▶ **Work order**
In your reply, write out each entry exactly as given.

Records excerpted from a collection
------------------------------------------------------------

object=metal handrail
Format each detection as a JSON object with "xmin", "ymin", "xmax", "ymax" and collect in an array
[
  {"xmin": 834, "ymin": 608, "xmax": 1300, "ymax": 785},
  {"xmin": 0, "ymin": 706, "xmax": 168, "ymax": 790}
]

------------------------------------------------------------

▶ **Final answer**
object=metal handrail
Format each detection as a JSON object with "xmin", "ymin", "xmax", "ymax" and collect in an array
[
  {"xmin": 834, "ymin": 608, "xmax": 1300, "ymax": 785},
  {"xmin": 0, "ymin": 706, "xmax": 168, "ymax": 790}
]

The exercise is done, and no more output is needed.